> [Set exercise]: Give back exactly the lines running from the line with "of the navy" to the end of the entries, and only those lines.

> [Entries from a point annotation set]:

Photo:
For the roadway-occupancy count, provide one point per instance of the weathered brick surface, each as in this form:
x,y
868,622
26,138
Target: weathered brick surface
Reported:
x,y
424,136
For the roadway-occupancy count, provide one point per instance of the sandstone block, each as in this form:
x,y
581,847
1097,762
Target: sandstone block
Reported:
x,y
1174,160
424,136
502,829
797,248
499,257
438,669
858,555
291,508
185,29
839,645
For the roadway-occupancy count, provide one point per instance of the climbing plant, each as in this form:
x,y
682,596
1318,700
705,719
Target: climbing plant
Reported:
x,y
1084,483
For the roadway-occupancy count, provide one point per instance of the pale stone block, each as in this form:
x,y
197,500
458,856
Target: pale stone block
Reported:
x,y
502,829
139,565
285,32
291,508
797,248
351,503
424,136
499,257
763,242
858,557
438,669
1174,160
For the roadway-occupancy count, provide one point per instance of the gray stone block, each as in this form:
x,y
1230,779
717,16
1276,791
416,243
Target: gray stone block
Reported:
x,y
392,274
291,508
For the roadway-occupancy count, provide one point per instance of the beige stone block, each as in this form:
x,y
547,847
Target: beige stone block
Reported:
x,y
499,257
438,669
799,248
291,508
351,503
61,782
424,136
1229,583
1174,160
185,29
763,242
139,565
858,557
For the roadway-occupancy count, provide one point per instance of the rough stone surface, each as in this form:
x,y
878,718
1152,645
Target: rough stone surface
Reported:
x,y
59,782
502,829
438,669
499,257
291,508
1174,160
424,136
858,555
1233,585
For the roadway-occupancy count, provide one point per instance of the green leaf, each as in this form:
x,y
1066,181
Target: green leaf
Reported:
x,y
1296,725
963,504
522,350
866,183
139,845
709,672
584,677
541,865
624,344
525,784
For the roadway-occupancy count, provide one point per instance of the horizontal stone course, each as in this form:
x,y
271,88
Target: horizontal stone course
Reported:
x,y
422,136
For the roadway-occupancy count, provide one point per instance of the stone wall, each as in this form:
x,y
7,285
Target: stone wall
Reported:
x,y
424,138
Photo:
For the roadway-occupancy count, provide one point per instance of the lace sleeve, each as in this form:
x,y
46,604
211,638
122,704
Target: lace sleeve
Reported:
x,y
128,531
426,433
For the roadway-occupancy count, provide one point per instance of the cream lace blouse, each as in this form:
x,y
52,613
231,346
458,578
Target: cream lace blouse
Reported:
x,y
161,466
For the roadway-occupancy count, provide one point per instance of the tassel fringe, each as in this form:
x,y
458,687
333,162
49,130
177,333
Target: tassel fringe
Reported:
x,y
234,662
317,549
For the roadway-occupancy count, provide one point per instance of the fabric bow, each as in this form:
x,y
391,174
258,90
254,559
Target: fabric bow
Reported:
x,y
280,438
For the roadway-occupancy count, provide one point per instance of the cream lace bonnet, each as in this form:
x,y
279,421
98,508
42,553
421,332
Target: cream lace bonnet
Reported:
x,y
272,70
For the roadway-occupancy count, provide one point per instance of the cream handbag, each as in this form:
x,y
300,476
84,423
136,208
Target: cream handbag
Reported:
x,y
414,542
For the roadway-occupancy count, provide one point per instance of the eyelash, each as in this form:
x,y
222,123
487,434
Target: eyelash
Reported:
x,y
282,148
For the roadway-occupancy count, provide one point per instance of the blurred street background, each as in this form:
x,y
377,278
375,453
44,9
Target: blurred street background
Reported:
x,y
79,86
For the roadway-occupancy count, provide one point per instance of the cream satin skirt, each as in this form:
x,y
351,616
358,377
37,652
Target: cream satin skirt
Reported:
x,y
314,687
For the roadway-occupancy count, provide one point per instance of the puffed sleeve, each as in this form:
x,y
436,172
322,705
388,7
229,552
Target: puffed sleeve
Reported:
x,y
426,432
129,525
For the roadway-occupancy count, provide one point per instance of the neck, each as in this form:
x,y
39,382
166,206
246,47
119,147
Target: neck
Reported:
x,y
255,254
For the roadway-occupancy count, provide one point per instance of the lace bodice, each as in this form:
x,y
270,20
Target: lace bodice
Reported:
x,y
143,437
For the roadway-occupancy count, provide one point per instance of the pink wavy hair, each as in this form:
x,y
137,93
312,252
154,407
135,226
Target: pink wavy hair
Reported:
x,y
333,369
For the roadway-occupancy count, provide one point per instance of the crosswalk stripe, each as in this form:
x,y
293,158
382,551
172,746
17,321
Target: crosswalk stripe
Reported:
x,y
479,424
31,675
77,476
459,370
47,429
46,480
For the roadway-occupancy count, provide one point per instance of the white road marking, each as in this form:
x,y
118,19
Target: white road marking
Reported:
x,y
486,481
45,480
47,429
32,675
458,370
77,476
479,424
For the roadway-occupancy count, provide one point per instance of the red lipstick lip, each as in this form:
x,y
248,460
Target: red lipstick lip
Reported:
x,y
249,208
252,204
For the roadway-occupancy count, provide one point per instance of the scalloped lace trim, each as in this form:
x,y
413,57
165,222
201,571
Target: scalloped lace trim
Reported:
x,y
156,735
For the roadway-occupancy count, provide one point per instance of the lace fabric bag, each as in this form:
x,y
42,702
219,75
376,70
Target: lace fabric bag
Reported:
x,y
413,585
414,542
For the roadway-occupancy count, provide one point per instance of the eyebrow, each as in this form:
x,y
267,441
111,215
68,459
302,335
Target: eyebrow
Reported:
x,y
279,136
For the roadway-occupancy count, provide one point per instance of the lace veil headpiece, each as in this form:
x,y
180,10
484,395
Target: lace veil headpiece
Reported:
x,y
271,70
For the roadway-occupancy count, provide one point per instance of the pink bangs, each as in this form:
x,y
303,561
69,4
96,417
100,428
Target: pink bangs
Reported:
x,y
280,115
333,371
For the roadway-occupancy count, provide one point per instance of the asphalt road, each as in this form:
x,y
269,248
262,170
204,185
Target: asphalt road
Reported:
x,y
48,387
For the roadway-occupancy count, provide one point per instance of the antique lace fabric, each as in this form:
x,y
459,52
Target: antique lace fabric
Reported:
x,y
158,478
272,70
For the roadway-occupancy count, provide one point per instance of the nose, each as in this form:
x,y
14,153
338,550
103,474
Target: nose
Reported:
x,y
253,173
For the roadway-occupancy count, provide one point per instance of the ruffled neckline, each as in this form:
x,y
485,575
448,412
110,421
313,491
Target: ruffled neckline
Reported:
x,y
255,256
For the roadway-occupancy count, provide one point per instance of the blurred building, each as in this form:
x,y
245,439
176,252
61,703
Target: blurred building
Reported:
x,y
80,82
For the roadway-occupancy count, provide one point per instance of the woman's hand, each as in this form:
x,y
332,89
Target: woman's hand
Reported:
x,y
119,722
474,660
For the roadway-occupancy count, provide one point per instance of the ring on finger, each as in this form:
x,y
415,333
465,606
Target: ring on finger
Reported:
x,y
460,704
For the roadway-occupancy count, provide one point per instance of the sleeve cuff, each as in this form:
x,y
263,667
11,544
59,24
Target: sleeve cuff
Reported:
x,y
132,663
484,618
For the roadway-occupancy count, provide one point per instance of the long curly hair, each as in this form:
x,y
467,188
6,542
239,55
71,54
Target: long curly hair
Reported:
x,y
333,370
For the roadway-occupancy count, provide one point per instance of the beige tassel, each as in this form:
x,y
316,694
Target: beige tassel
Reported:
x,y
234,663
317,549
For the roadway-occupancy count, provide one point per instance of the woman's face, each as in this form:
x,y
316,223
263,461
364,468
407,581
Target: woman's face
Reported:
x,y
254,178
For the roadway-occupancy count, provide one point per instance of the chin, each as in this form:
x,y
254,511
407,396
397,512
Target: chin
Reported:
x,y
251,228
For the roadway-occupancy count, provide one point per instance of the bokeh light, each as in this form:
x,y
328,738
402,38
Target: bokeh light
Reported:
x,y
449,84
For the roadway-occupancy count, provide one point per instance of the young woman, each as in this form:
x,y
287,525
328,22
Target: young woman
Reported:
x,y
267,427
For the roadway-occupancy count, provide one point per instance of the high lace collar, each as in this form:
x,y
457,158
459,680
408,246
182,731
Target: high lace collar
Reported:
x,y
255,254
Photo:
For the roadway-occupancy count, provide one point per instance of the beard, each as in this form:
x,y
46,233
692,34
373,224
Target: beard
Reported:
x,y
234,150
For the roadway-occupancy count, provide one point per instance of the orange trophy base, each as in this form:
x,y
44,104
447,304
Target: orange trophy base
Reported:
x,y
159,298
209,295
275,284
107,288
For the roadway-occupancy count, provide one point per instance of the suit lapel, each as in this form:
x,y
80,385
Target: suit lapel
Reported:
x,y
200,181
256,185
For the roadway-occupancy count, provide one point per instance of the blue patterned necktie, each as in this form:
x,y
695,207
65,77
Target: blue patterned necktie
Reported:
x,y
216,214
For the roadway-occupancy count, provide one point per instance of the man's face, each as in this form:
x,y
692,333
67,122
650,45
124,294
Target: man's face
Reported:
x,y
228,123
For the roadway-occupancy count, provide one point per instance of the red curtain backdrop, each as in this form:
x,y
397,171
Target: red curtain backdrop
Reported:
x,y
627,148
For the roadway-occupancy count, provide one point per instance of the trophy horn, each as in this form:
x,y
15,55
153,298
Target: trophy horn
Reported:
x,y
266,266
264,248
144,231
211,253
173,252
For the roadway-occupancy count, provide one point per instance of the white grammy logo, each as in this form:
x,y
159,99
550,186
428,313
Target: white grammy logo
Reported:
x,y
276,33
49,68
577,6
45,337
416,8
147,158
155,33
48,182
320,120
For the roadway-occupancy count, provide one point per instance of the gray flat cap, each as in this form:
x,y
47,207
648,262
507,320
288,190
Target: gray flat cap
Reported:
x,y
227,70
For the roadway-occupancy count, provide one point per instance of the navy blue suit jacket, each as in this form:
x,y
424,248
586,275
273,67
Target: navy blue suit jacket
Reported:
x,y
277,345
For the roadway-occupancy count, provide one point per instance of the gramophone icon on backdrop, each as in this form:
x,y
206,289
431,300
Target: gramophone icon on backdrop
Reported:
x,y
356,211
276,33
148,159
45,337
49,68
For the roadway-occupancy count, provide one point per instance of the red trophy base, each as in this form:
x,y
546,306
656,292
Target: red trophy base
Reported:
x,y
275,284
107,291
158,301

> [Exercise solution]:
For the roadway-occupancy count, provide one point per instance of the navy blue suit jacket, each as in this form:
x,y
424,248
586,275
273,67
Target: navy blue suit jacket
Reported:
x,y
277,345
For the roadway-occupancy count, provide one point per instance of the gramophone icon on backdrop, each as in this form:
x,y
206,289
431,300
Target: gramophone icon on backdrop
Reported:
x,y
356,211
276,33
148,159
45,337
49,68
For the roadway-occupancy count, provide one point per instance of the red trophy base, each as in this form:
x,y
546,306
656,292
Target: red trophy base
Reported:
x,y
275,284
107,291
158,301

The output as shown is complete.